This is an interpretation, judgment problem. It also applies to ourselves. If I was really nervous about giving this presentation, for example, I might, instead of saying geez, I'm really noticing that I have a need to be accepted by all the people I'm presenting to and understanding how I feel and what my underlying needs are and making good observations about maybe my leg shaking or something instead, I'm just going, geez, I just suck at this or that's not good.
We do that externally in social situations, but we also do it internally with ourselves. There's a suggestion here about how to go through and try to think about things in a more unified way.
What's great about non-violent communication for me as a person on the autism spectrum, I always felt like there was always like pane of glass between me and other people that I'm speaking to.
I hope you can appreciate what a vulnerable position this is even for me to be talking in front of a large group of people like this as a person on the spectrum who has been systematically bullied over most of my life and treated like an other. and it's actually a very big deal for me to be able to think about myself in terms of understanding myself as Ia' to talk to myself in the, in the terms of a draft, as opposed to thinking of myself in terms of this Wolf language.
I'm gonna encourage you guys to take a look at the, the videos on the Giraffe language. The first one is not very long. The second one is, is prior audio book. It's about an over an hour long.
The 4 NVC STEPS MADE SIMPLE (VIDEO)
In any case to talk about the conflict resolution cycle of nonviolent communication, there's a very simple mnemonic that we use to talk about this, and that's the OFNR process. You essentially make observations using facts as opposed to evaluating things. Then you create a connection by making this observation and then observing the feelings and emotions that are happening either within yourself or within the other.
One of the things that you start to do when you're in this communication cycle, is, is that you, if somebody's expressing the feelings that they have, one of the things that you're looking for intentionally is to the need that they have.

> _Stored data entries_:
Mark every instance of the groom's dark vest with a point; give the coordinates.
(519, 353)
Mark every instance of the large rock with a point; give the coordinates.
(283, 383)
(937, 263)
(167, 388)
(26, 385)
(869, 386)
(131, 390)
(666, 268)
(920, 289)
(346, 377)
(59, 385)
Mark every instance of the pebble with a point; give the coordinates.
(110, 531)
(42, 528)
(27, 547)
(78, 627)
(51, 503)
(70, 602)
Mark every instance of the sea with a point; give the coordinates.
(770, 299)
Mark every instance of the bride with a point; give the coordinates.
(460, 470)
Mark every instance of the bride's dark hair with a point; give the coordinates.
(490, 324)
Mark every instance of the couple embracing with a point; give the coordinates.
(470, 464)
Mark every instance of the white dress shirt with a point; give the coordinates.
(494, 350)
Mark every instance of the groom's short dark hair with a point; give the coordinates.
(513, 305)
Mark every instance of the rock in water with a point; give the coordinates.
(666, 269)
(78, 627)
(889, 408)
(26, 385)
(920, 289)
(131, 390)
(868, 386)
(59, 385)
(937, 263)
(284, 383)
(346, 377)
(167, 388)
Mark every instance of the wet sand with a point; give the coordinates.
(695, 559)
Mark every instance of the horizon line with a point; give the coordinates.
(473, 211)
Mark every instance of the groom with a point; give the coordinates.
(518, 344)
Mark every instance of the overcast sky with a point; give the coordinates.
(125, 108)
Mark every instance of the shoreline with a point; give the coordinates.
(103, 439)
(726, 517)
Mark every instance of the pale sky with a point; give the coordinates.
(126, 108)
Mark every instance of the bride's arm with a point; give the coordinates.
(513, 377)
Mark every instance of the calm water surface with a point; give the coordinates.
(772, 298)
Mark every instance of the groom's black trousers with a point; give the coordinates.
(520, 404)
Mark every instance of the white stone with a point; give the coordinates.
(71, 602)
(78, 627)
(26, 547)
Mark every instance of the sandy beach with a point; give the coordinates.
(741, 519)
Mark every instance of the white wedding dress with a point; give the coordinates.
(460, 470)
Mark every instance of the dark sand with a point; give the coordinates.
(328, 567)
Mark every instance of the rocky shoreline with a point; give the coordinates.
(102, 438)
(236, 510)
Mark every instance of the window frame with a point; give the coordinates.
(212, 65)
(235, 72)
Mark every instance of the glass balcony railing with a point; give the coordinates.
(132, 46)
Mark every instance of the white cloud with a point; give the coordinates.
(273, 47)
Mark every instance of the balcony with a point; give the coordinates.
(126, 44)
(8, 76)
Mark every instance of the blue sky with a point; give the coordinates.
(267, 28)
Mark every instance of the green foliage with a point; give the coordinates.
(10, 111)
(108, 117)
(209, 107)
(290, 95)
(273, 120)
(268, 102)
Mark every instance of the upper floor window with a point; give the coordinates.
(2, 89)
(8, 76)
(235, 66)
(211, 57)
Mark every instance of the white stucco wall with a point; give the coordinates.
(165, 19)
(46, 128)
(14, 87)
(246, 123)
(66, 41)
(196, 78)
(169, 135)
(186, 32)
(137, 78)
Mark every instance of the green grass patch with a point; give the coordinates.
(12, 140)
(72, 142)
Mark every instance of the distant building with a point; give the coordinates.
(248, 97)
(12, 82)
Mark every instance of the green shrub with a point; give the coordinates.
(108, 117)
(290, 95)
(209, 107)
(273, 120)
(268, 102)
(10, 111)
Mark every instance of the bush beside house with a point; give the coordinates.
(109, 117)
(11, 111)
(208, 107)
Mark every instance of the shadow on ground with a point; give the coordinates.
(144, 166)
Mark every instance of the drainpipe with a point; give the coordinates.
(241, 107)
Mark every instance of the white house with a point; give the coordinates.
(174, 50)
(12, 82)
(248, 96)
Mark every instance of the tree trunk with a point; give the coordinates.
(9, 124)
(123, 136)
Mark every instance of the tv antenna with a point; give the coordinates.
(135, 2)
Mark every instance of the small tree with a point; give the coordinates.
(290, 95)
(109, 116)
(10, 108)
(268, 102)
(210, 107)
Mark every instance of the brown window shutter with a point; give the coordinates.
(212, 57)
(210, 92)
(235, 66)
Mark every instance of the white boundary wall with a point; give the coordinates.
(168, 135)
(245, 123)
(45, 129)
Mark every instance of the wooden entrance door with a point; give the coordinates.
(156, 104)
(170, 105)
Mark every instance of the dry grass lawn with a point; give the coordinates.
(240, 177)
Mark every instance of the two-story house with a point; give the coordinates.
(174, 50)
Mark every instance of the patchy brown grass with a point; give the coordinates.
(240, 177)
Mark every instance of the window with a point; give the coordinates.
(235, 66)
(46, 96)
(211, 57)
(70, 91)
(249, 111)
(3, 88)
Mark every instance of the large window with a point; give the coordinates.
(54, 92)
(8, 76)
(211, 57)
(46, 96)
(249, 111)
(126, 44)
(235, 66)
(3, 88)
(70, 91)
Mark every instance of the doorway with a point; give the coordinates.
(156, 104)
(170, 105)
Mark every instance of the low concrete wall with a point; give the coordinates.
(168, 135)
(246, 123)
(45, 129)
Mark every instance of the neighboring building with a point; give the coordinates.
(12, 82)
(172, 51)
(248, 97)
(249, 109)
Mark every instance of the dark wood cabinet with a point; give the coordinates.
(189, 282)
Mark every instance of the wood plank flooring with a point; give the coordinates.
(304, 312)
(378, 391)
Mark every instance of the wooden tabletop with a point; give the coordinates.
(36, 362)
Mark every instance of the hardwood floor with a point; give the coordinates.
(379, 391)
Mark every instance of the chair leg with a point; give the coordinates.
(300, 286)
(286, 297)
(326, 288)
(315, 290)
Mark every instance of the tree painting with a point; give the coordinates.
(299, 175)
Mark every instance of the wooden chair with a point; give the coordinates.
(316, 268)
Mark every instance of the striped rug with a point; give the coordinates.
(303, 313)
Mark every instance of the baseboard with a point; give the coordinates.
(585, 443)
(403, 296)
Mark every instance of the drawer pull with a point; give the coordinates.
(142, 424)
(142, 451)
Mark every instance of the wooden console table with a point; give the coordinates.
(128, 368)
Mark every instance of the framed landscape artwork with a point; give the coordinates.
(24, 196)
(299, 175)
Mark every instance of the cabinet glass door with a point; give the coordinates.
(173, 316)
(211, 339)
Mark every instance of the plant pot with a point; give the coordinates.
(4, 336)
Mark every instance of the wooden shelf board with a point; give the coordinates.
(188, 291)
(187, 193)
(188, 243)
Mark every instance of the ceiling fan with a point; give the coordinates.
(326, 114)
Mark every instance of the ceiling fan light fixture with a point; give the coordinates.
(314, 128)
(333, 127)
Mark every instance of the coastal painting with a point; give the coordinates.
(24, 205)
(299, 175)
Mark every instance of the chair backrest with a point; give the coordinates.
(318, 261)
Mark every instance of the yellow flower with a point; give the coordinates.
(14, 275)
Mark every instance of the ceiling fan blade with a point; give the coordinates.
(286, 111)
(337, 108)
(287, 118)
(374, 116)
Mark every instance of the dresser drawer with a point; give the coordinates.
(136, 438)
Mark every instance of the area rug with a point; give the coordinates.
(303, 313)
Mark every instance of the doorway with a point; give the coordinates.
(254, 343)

> _CHECK YOUR UNDERSTANDING_:
[1] Decide whether each statement agrees with the nonviolent communication passage, answering yes or no and quoting the deciding words. (a) OFNR is the mnemonic used for the conflict resolution cycle. (b) The first video on the Giraffe language runs over an hour. (c) The judgment problem arises only in social situations.
[2] In the nonviolent communication passage, swap "facts" for "evidence" and write out the part that opens with "In any case" and closes with "within the other.".
The records are separate material and have no connection to the nonviolent communication passage.

> _OUTPUTS IN ORDER_:
[1]
(a) Yes: "there's a very simple mnemonic that we use to talk about this, and that's the OFNR process."
(b) No: "The first one is not very long."
(c) No: "We do that externally in social situations, but we also do it internally with ourselves."

[2]
In any case to talk about the conflict resolution cycle of nonviolent communication, there's a very simple mnemonic that we use to talk about this, and that's the OFNR process. You essentially make observations using evidence as opposed to evaluating things. Then you create a connection by making this observation and then observing the feelings and emotions that are happening either within yourself or within the other.